Description of the task: Work through the data below line by line and say how many lines hold "positive"; give only the number.

Provided records:

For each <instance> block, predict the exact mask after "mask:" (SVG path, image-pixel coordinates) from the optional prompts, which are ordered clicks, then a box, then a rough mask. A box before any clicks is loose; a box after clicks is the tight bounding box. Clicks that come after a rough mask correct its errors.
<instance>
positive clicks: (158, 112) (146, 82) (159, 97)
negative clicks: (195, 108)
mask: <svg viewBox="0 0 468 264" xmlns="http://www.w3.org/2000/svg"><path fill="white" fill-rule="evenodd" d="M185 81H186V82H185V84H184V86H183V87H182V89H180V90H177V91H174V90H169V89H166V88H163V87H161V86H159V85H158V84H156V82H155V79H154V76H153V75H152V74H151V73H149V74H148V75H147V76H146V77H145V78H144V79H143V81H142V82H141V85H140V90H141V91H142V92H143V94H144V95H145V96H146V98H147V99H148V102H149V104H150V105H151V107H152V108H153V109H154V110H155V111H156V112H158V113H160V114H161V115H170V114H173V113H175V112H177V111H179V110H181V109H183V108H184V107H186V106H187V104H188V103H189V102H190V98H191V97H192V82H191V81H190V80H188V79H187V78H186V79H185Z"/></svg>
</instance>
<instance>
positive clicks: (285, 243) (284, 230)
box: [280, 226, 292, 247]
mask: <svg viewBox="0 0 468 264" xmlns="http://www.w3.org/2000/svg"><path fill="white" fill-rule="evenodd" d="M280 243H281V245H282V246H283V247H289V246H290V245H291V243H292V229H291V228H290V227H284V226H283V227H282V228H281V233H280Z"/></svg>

Reply to the exercise: 2